-------- Textauszug --------
Und: mittlerweile sei die Saale wieder über den Durchschnittspegel gestiegen. Und als Schuster am 7. November die Steinschüttung fotografierte, ragte die angeschütteten die roten Porphyrbrocken tatsächlich noch weit über die Uferzone hinaus und dominierten das Landschaftsbild.

Stadtrat überfordert und getäuscht ?

Warum  hat der Stadtrat den Maßnahmen überhaupt zugestimmt? Viele Diskussionsteilnehmer – unter anderem auch Stadtrat Menke (freie Wähler) vertraten die Auffassung, der Stadtrat sei mit der Beschlussvorlage überfordert gewesen, geradezu überrumpelt worden. Der habe letztlich den Plan in den Details nicht nachvollziehen können. So sei dem Rat vermittelt worden, es ginge um die Beseitigung von Hochwasserschäden, von massiven „Unterkolkungen“ sei die Rede gewesen. Doch gab es diese Schäden überhaupt?

Dies wurde bestritten, zumindest nicht auf der ganzen Uferlänge habe es derartige Schäden gegeben, behauptet nicht nur Schuster.

Die Unterkolkungen hätte man durch Untersuchungen nachweisen  müssen, ein Sonarboot reiche da nicht. Statt dessen müsse man klassisch das Unterwasserprofil ausloten, erklärte beispielsweise Dieter Menzel, Diplomingenieur für Wasserwirtschaft und Bauwesen.

 Steinschüttung technisch unzulänglich?

Menzel bezweifelt, dass die lockeren Steinschüttungen überhaupt geeignet seien, solche Unterspülungen zu sanieren, im Gegenteil: gefährlich seien die, weil das locker geschichtete Steinmaterial vom Wasser weiter unterspült werde, in Bewegung gerate und dann sogar die ganze Schüttung ins Rutschen komme. Vielmehr sei nach wie vor Stand der Technik: Unter der Wasserlinie Pfähle setzen, und anschließend Steine regelmäßig darauf setzen, nicht nur locker abkippen.

Auch müsse man – das bestätigten dann auch mehrere weitere Experten  – die Steine nach dem abkippen wenigstens durch Eindrücken und Rammen in den Untergrund drücken – auch damit sie bei Hochwasser weniger Strömungswiderstand erzeugen.

Ist die Stadt überhaupt zuständig?
-------- Auszüge aus Datensätzen --------
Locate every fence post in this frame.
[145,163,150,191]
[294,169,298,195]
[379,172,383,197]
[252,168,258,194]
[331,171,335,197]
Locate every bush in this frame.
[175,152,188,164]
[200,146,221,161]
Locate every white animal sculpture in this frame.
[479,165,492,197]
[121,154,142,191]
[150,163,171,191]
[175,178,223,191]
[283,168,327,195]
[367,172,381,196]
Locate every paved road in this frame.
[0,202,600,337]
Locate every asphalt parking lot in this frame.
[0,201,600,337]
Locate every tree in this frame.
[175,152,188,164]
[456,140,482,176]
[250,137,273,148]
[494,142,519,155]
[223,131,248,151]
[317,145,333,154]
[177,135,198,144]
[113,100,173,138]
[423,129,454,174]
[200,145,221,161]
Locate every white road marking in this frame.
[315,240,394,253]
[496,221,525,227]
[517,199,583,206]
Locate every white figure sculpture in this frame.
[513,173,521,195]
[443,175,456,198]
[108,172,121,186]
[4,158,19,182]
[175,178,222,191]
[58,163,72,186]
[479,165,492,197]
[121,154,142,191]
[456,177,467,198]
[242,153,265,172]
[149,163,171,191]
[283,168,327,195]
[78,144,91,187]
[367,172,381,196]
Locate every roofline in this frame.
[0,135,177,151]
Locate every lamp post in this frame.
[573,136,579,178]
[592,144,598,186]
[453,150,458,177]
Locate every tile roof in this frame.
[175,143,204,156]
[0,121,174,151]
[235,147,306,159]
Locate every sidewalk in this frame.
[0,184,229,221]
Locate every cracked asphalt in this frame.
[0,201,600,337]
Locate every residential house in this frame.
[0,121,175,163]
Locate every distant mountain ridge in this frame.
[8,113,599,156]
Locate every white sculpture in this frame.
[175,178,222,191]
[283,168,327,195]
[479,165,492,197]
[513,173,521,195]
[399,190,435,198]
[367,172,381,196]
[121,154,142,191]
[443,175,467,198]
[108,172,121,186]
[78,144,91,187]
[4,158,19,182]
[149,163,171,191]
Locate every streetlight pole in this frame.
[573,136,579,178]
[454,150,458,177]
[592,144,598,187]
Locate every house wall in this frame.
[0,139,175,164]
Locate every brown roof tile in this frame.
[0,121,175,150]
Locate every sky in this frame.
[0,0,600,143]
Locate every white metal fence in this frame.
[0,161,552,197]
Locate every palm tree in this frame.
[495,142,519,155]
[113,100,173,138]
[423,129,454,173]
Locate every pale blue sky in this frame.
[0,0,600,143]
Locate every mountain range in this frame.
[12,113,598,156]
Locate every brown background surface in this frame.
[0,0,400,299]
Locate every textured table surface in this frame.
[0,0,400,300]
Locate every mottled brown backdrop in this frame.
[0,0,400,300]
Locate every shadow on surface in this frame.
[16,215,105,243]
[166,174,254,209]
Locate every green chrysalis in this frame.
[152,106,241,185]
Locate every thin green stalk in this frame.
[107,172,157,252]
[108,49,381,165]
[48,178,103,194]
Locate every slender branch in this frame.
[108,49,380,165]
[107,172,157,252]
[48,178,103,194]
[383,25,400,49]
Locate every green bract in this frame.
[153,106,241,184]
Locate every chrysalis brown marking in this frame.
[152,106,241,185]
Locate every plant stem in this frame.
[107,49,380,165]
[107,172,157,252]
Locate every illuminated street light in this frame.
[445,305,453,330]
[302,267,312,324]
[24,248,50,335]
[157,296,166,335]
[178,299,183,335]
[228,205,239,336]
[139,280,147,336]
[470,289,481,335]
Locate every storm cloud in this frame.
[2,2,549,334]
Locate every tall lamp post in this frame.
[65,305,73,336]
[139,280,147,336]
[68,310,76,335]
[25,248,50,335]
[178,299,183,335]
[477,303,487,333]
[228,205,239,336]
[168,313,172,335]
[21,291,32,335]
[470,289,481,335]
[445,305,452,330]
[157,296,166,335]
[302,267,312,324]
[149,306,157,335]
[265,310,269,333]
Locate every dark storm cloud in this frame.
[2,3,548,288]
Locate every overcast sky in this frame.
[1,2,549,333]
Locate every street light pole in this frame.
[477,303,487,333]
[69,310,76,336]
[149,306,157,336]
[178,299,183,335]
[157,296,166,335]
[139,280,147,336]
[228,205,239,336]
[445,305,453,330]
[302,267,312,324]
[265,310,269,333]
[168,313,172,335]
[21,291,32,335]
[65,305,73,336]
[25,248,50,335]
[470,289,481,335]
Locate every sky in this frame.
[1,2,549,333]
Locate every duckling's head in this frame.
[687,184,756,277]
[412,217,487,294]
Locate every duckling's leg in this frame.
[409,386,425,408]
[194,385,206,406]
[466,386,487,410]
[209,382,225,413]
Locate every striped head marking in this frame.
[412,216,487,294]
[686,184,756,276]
--------
→ Arbeitsaufträge:
1. Stimmen die Aussagen (a) bis (c) mit dem Text über die Steinschüttung an der Saale überein? Antworten Sie jeweils mit Ja oder Nein und zitieren Sie die entscheidenden Worte wörtlich.
(a) Dieter Menzel ist Diplomingenieur für Wasserwirtschaft und Bauwesen.
(b) Nach Menzels Ansicht genügt ein Sonarboot, um die Unterkolkungen nachzuweisen.
(c) Schuster fotografierte die Steinschüttung am 7. November.
2. Führen Sie den Text über die Steinschüttung an der Saale bitte im Anschluss an seinen letzten Satz weiter.
Die Einträge sind eigenständiges Material und gehören nicht zum Text über die Steinschüttung an der Saale.

→ Lösungen:
1.
(a) Ja: „Dieter Menzel, Diplomingenieur für Wasserwirtschaft und Bauwesen“
(b) Nein: „ein Sonarboot reiche da nicht“
(c) Ja: „als Schuster am 7. November die Steinschüttung fotografierte“

2.
Menke wiederum hegte Zweifel, ob die Stadt überhaupt derartige Wasserbaumaßnahmen durchführen dürfe. Denn es handelt sich hier um eine Bundeswasserstraße. Und für die Sicherung der Uferzone sei der Bund zuständig: und nur der hafte auch bei eintretenden Schäden. Er hält das für eine falsche Verwendung von Flutmitteln.

Der Saalebeauftragte Jürgen Seilkopf meldete auch leise Zweifel an der Kompetenz der für die Bauausführung Verantwortlichen an.  „Beim Wasserschifffahrtsamt haben die sich auch schon leise gewundert“, raunte ein Anderer.

Alternativem zu Steinen?

Längst gäbe es Alternativen zu Uferbefestigung mit Steinen. So seien beispielsweise Baumpflanzungen ebenso gut geeignet. Ihnen könne man mit  abbaubaren Geotexgeweben  Halt geben, bis sie selbstständig im Erdreich verwurzelt seien, um der Strömung zu trotzen.  Entsprechende positive Erfahrung habe man bereits am Rhein gemacht, hieß es.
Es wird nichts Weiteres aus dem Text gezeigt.